>> START RECORD EXCERPTS
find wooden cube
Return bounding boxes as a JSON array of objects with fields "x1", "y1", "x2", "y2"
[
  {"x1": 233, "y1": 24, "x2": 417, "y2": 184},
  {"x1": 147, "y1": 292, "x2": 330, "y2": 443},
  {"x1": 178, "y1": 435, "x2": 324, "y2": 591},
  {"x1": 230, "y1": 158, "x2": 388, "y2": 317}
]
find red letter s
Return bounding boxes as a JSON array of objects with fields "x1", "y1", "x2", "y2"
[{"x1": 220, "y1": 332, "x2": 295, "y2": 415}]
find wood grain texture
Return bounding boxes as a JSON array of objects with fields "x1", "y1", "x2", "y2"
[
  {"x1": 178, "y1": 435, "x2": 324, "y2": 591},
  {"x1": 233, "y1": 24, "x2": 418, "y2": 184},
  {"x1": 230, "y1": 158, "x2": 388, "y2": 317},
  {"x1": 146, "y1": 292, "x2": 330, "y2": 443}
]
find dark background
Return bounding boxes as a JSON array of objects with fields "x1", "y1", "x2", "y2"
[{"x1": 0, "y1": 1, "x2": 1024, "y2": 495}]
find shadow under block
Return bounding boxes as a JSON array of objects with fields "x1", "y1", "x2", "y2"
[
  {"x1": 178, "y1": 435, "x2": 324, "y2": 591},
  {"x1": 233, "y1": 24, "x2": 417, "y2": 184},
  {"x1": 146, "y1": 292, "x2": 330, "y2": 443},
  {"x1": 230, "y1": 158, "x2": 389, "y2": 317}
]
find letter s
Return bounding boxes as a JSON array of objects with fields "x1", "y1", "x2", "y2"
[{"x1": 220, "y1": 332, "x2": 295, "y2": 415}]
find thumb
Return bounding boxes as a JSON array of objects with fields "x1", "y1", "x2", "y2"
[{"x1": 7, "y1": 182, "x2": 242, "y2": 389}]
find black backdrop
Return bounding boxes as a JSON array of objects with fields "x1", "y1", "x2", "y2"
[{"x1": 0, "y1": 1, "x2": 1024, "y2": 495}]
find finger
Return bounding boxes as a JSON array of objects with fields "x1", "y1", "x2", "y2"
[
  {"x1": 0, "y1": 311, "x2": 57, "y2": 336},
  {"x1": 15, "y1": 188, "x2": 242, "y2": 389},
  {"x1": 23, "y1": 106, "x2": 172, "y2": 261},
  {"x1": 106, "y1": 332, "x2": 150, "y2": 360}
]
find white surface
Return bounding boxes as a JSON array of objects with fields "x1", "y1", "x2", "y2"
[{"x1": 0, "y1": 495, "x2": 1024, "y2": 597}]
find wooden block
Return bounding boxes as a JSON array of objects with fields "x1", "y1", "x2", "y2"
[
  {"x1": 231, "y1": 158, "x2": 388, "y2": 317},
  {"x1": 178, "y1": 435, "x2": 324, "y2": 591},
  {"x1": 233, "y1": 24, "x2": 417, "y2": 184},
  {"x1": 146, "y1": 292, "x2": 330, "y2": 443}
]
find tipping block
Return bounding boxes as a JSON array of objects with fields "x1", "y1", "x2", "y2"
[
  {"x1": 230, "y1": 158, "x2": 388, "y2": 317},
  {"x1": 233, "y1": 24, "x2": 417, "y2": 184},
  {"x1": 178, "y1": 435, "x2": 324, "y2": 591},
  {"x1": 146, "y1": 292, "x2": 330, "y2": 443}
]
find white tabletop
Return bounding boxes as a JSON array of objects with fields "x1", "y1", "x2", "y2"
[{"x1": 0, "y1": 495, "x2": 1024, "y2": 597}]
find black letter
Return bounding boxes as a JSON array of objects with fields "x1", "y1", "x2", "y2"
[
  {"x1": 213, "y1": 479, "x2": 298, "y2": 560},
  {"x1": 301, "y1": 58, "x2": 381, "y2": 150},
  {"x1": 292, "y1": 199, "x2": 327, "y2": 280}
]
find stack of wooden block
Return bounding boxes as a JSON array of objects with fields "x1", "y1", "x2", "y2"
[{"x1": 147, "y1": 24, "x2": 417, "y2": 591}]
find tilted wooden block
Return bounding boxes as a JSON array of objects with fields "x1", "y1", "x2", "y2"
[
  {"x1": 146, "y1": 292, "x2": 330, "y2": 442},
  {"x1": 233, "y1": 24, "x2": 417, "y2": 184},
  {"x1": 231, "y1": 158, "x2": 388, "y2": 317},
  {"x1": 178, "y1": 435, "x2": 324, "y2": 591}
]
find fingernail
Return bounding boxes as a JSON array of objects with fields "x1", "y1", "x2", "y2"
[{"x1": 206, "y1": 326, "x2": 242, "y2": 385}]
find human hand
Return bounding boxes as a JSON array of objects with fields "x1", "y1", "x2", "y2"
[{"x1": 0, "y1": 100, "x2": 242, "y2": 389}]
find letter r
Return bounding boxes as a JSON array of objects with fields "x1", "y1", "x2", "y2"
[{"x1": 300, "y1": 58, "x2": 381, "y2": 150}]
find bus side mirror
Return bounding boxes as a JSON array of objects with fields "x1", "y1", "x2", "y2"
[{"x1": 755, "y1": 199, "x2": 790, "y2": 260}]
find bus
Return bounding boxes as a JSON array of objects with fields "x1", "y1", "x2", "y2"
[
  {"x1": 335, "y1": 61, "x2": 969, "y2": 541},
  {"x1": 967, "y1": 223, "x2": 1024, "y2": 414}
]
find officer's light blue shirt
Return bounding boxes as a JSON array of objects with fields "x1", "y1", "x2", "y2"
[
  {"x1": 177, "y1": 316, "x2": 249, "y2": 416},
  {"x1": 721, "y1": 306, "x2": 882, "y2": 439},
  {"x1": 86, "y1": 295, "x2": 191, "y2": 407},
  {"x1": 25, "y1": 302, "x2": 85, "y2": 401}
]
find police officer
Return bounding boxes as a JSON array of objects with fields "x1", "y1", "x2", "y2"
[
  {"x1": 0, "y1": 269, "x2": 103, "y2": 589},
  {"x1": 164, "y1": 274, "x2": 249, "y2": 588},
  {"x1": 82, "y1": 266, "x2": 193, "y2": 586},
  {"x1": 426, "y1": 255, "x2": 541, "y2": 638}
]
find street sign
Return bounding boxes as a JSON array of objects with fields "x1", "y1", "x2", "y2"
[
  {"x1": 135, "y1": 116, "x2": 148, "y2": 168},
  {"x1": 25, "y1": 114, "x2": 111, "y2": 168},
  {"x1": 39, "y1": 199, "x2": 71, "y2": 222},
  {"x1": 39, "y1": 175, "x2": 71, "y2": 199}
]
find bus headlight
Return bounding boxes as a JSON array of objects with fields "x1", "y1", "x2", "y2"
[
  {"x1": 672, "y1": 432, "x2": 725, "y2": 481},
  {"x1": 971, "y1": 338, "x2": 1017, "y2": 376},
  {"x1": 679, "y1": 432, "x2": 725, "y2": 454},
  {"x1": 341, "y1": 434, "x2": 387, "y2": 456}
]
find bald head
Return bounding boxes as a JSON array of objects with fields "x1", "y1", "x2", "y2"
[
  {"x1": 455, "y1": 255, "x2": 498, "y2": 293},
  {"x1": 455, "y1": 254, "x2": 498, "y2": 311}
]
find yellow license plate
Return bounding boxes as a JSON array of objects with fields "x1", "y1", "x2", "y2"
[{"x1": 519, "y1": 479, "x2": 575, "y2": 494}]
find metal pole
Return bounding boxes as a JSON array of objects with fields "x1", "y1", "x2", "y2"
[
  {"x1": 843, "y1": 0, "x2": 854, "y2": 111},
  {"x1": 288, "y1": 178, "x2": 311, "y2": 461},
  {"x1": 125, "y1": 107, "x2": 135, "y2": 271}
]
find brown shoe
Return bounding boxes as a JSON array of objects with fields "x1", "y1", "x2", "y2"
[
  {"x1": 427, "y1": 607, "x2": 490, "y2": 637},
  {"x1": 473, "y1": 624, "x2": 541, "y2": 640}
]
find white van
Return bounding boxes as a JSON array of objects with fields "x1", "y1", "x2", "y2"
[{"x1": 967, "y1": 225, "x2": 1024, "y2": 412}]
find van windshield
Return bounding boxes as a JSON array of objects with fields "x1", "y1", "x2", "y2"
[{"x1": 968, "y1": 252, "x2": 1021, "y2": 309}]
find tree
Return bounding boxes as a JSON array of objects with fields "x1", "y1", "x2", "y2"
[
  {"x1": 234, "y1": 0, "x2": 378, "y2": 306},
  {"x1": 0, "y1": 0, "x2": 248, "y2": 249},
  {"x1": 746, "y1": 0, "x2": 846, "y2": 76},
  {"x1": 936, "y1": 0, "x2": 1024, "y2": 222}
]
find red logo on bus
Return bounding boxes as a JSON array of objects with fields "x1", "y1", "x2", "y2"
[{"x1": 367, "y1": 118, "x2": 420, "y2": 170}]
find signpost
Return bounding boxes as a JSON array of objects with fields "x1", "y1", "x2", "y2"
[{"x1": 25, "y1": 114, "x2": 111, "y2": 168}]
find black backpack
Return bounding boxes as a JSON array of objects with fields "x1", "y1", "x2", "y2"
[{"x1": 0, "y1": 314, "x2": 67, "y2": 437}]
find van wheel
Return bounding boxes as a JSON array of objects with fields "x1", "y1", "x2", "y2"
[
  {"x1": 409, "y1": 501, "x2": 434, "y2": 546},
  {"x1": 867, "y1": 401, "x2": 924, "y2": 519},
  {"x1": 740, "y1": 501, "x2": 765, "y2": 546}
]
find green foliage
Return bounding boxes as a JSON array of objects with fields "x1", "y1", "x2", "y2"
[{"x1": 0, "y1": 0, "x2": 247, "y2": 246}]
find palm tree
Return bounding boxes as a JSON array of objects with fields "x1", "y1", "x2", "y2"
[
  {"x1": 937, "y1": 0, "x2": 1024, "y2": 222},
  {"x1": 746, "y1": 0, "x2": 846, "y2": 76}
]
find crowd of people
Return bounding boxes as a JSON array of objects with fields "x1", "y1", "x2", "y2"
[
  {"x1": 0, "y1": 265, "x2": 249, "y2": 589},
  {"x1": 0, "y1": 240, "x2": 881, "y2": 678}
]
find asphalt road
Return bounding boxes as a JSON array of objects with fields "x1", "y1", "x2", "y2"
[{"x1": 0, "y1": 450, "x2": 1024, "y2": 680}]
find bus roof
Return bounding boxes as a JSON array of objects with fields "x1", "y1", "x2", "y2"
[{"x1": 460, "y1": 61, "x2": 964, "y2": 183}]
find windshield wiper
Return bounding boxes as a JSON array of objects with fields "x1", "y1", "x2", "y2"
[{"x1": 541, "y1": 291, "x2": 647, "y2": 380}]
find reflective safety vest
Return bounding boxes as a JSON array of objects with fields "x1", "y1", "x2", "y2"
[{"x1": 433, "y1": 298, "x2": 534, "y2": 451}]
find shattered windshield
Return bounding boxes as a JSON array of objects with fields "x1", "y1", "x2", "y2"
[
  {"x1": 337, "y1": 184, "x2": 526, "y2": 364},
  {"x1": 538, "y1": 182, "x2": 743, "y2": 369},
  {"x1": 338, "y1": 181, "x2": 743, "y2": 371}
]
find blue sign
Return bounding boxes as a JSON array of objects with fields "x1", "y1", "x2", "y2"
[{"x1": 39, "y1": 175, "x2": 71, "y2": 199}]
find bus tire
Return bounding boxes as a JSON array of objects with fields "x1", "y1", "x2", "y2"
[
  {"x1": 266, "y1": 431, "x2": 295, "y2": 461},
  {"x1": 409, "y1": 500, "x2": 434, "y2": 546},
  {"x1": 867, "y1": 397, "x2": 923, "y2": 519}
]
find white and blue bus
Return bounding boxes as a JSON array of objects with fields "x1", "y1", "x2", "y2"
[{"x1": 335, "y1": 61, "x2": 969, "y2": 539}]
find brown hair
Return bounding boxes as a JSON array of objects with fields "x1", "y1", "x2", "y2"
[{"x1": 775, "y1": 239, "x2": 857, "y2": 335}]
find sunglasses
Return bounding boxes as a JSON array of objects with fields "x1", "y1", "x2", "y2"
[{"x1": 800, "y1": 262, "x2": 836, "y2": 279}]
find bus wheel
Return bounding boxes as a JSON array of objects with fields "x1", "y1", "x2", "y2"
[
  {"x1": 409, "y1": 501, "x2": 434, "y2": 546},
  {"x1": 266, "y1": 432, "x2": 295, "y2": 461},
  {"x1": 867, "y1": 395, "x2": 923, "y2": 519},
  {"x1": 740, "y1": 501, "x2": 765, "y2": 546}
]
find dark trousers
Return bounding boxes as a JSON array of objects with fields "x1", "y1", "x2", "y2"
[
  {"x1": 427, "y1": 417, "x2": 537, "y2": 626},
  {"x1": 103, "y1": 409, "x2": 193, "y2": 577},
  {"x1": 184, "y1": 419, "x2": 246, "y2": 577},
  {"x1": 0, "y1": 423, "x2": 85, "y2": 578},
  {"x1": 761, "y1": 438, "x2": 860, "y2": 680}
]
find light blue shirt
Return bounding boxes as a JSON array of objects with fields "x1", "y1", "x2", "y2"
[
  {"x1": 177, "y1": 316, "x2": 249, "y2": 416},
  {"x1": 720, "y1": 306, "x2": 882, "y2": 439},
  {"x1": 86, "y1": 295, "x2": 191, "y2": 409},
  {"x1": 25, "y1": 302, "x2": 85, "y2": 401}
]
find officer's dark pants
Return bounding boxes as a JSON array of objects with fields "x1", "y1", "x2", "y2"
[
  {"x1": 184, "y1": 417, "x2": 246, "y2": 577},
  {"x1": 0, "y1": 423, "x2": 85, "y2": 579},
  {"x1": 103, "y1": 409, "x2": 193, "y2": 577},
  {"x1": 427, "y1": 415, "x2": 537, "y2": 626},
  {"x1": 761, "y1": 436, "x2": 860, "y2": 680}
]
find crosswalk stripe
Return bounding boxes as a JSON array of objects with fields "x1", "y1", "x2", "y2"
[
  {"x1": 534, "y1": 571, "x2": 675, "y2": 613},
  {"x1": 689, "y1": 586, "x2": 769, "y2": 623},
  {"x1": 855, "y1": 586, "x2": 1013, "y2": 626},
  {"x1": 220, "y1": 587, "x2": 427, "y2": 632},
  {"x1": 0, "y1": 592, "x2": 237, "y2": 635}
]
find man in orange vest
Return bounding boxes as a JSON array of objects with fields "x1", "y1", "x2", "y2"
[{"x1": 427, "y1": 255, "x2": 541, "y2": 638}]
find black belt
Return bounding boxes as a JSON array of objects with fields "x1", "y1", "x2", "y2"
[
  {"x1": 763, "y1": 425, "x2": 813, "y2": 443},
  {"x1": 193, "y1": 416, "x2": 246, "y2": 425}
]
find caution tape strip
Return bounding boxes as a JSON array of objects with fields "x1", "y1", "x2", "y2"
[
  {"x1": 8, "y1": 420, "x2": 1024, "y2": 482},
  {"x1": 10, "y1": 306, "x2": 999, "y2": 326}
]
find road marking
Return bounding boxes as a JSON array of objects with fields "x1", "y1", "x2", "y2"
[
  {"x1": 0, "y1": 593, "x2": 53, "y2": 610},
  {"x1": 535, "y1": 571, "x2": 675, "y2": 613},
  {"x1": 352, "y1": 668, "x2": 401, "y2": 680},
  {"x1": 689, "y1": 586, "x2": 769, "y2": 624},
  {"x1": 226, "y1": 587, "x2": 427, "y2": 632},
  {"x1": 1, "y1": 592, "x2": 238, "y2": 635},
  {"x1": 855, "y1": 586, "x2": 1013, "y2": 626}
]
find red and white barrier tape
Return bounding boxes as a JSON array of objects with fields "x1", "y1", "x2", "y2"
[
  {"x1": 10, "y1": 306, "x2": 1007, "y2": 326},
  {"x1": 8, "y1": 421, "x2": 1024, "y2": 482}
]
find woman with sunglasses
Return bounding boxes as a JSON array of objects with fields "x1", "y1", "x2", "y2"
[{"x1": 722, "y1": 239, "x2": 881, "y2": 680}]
>> END RECORD EXCERPTS
Please return each line above that contains the word "windshield", copying every such line in full.

**FULL OUTPUT**:
find van windshield
find windshield wiper
find shattered windshield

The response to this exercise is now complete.